## Start SOURCE MATERIAL

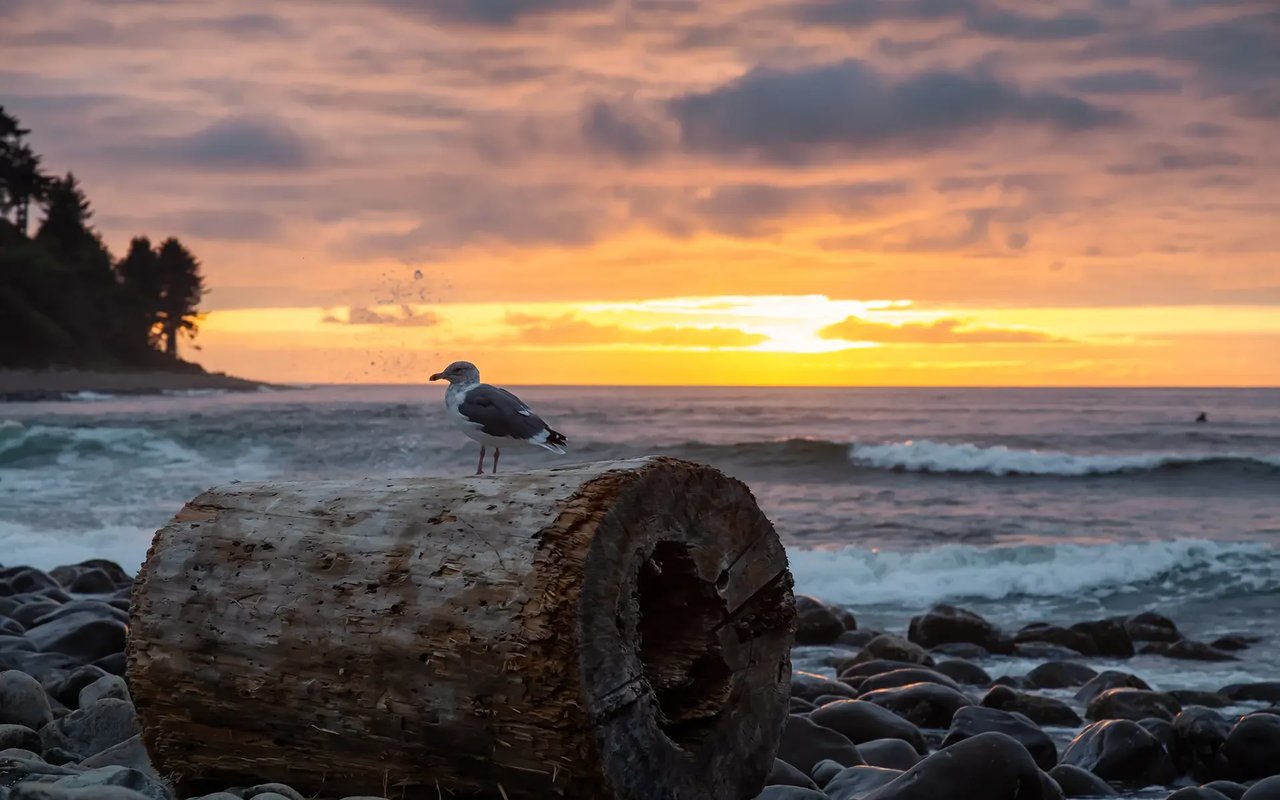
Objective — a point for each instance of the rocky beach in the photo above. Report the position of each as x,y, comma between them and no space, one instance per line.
874,714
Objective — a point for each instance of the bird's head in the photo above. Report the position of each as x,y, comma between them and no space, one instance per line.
458,371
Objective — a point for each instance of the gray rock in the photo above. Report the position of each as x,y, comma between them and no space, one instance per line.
974,720
1038,709
856,782
786,775
805,743
905,677
1266,789
1252,748
18,736
105,686
1110,679
23,700
94,728
928,705
963,672
888,753
1132,704
266,789
1121,753
790,792
1077,782
83,635
860,721
1060,675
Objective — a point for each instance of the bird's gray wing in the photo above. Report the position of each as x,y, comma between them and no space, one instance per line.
501,414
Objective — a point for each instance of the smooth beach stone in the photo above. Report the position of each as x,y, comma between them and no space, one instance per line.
1266,789
1261,691
1150,626
23,700
115,663
1192,696
949,624
21,580
809,686
888,753
1196,792
83,635
786,775
905,677
1110,679
1234,643
92,581
1197,650
805,743
960,649
1123,753
987,767
963,672
790,792
856,639
817,622
972,721
894,648
860,721
1041,711
1060,675
27,613
18,736
928,705
1043,649
1201,734
1109,636
855,782
1132,704
826,769
53,791
99,608
1252,748
1077,782
1230,789
65,685
1054,634
91,730
279,789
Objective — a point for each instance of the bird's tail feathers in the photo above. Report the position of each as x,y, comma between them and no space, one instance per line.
553,440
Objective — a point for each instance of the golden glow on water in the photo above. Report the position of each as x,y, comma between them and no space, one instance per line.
800,339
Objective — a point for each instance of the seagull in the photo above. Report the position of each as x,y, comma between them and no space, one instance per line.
493,416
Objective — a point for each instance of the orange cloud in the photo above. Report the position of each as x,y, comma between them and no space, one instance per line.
568,329
938,332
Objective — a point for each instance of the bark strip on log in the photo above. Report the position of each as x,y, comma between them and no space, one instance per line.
602,630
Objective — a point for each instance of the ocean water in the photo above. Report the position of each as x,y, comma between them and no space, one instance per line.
1056,504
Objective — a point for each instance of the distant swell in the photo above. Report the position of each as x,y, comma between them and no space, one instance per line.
926,456
955,572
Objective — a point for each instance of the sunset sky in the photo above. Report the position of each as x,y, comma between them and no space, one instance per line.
835,192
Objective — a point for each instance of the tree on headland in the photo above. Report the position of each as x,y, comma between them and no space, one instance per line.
21,178
64,298
183,288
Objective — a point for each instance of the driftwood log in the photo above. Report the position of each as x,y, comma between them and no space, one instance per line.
604,630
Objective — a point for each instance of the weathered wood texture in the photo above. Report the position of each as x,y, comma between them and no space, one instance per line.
603,630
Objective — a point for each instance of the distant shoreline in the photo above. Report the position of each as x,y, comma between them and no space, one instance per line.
37,385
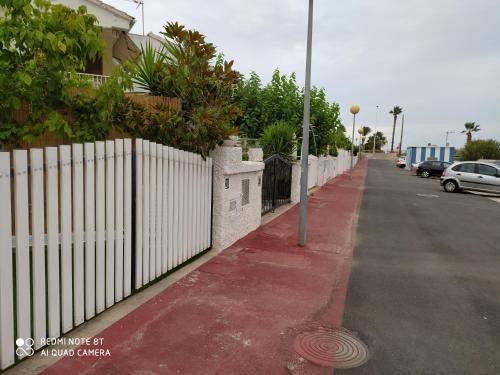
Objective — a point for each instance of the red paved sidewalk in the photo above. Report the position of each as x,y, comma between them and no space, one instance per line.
240,312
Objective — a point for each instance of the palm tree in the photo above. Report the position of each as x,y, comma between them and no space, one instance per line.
396,111
470,127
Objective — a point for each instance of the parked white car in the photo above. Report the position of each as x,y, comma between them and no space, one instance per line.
472,175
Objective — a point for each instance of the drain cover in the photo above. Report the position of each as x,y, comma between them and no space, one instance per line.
428,195
331,347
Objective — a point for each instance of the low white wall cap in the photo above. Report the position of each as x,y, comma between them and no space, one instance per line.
244,167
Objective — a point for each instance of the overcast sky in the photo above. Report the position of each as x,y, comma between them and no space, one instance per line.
439,60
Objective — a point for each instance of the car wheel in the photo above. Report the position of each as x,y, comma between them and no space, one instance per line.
450,186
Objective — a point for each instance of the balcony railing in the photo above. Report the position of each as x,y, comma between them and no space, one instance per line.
96,79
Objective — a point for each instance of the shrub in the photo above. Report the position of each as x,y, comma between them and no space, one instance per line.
279,138
481,149
189,68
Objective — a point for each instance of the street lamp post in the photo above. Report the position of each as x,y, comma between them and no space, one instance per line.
354,110
375,133
305,132
360,132
401,140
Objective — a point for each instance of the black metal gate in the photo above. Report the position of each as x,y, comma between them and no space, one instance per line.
276,183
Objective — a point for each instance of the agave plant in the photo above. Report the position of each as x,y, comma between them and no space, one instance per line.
279,138
470,127
149,69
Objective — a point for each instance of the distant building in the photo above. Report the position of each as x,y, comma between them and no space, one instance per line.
418,154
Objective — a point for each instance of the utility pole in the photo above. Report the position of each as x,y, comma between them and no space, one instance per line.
401,140
375,133
305,132
447,133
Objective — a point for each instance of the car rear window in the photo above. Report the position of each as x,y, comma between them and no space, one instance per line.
466,167
486,170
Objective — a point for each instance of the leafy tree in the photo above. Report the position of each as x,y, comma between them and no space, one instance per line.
470,127
280,100
279,138
325,121
481,149
189,68
395,112
380,141
363,132
42,46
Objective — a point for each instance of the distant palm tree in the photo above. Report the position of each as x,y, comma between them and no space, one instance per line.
470,127
396,111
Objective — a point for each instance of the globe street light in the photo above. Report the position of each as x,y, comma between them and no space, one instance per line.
354,110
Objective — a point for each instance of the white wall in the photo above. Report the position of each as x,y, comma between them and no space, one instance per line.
231,219
107,16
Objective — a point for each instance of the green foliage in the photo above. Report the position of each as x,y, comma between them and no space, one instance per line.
282,100
363,132
481,149
279,138
188,68
42,45
470,127
148,66
380,141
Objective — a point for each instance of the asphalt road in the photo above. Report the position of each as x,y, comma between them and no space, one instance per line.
424,291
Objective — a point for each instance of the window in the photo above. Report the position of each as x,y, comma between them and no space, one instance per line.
245,192
466,167
486,170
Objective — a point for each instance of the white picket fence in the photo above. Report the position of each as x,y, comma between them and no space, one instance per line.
82,222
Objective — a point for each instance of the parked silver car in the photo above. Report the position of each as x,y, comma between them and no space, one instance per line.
472,175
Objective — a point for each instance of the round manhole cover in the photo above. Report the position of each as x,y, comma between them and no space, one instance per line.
331,347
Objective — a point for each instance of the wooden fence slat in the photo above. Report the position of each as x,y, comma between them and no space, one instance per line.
127,224
22,244
100,223
203,184
66,239
164,217
110,223
89,167
53,271
152,212
191,217
182,206
145,213
159,207
78,246
177,248
138,212
119,159
208,206
199,188
170,218
7,355
186,207
38,246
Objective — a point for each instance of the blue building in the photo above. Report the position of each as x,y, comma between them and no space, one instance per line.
418,154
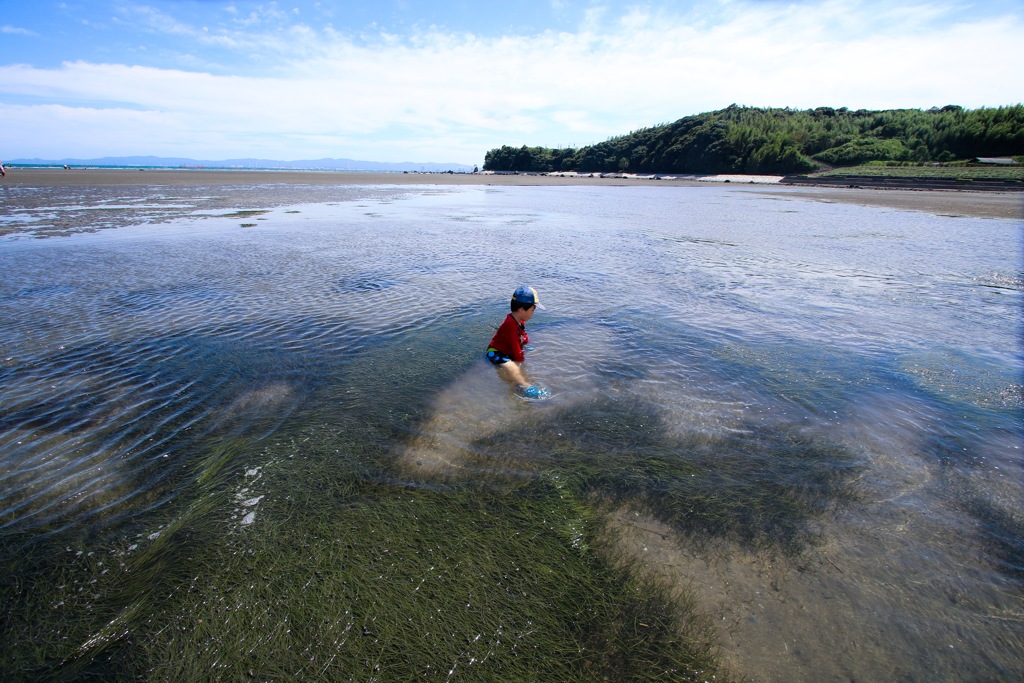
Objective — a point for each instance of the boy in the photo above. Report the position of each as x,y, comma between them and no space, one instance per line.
506,348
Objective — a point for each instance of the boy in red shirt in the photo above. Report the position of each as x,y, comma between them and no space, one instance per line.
506,348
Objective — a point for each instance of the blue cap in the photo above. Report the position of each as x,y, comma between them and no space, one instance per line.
527,295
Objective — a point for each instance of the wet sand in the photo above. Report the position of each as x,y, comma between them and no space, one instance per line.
951,203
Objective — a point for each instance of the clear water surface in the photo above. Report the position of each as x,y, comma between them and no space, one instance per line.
727,315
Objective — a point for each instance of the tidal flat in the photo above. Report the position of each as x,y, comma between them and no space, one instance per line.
248,433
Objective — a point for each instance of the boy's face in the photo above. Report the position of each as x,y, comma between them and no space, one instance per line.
524,314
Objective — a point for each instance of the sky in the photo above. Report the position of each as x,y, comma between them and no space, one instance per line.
448,80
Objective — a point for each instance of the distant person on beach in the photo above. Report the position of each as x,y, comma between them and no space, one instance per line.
506,350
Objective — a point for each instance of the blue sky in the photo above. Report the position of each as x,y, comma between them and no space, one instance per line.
445,81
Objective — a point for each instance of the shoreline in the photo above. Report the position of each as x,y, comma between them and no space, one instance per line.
941,202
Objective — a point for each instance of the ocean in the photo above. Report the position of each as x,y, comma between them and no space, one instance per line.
252,428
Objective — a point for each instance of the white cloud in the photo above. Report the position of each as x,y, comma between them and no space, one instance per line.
446,96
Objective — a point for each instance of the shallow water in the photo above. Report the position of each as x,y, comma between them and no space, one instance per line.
862,365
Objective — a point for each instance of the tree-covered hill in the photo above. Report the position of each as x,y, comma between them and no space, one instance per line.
743,139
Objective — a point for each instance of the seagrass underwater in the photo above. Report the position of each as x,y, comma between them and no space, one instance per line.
248,432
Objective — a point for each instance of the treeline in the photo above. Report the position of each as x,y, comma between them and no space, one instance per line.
743,139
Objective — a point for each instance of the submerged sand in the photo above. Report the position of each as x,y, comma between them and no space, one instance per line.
941,202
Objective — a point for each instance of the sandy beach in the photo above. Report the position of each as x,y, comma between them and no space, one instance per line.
951,203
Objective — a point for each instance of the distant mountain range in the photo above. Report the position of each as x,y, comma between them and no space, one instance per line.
310,165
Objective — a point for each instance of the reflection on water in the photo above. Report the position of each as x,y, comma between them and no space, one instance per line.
810,411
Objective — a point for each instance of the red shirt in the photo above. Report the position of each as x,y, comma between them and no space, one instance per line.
510,338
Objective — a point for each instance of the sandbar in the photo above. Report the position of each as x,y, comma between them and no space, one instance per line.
940,202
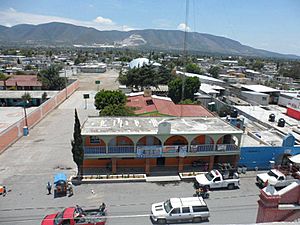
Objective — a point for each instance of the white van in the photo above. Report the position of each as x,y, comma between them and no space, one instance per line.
180,209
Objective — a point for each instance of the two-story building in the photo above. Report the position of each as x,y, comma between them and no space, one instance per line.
150,143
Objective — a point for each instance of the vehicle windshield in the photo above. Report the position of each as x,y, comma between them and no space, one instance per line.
167,206
270,173
59,217
209,176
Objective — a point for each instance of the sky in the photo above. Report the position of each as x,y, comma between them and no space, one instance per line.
266,24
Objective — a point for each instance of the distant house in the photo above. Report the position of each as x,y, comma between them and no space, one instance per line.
23,82
273,93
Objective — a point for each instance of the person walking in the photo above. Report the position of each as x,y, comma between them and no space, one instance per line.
4,191
49,187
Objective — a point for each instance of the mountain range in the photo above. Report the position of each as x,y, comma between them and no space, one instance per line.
62,34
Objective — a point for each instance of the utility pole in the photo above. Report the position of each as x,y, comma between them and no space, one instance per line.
185,47
66,83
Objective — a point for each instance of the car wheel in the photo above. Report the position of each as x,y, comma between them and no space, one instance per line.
161,221
197,220
230,186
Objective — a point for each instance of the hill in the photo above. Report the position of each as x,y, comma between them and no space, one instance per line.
62,34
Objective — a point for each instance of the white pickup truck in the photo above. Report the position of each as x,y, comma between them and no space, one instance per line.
214,179
282,180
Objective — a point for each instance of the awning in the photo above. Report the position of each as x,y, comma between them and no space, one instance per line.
295,159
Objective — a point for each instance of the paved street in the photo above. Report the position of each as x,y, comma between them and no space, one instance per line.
27,165
127,203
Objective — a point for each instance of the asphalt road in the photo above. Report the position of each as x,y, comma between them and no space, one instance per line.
127,203
27,165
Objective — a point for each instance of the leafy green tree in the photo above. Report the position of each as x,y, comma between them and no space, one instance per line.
3,77
214,71
192,85
77,146
193,68
106,97
257,65
51,80
175,89
116,110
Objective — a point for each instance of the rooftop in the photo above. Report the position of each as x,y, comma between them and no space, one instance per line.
201,77
33,94
149,125
163,105
23,80
259,88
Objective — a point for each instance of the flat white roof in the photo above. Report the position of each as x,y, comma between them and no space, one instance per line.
255,93
33,94
260,88
201,77
149,125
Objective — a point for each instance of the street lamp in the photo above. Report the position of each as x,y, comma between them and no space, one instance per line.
25,129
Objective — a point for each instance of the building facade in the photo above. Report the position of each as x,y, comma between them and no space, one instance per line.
147,144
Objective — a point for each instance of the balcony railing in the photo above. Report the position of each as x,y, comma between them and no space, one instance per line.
202,148
95,150
161,150
120,149
227,147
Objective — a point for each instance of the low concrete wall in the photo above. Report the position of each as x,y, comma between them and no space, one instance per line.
15,131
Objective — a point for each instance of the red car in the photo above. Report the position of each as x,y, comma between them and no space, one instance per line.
76,215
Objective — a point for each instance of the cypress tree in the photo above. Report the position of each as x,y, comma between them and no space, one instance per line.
77,146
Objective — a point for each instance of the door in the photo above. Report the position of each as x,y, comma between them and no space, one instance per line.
161,161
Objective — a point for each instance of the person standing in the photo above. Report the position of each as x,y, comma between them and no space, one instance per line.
49,187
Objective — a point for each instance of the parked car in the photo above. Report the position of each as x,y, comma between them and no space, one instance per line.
60,185
191,209
282,179
76,215
215,179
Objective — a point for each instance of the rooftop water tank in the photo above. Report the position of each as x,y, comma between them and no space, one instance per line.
272,117
234,113
281,122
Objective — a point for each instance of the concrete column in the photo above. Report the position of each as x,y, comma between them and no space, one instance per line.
180,164
147,166
211,162
114,165
236,159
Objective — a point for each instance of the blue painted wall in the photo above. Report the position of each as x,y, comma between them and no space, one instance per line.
260,156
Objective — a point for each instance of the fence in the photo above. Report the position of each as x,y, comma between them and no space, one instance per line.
15,131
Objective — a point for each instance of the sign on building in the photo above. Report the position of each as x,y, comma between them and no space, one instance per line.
149,151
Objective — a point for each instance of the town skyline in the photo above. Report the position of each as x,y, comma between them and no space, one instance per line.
266,25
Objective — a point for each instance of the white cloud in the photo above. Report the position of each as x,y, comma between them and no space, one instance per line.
11,17
183,27
102,20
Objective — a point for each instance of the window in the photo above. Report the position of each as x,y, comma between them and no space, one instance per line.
217,179
185,209
200,209
94,140
175,211
149,102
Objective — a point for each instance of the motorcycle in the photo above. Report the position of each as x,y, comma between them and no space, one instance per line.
201,193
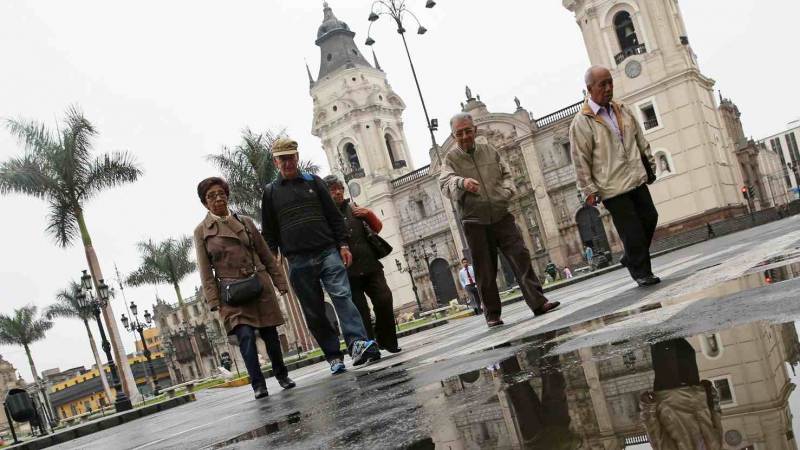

## End SOURCE MATERIAL

◆ **WHAT THE EXERCISE ASKS**
Return the lines from the one containing "Objective — a point for each instance of the motorcycle" through the end of the entries, both included, copied character for character. Leave out any pictures.

◆ **OUTPUT FOR THIS TASK**
Objective — a point for each instance of the motorcycle in the photo above. Report the position of each as x,y, comma between them and no space, one instance per line.
201,193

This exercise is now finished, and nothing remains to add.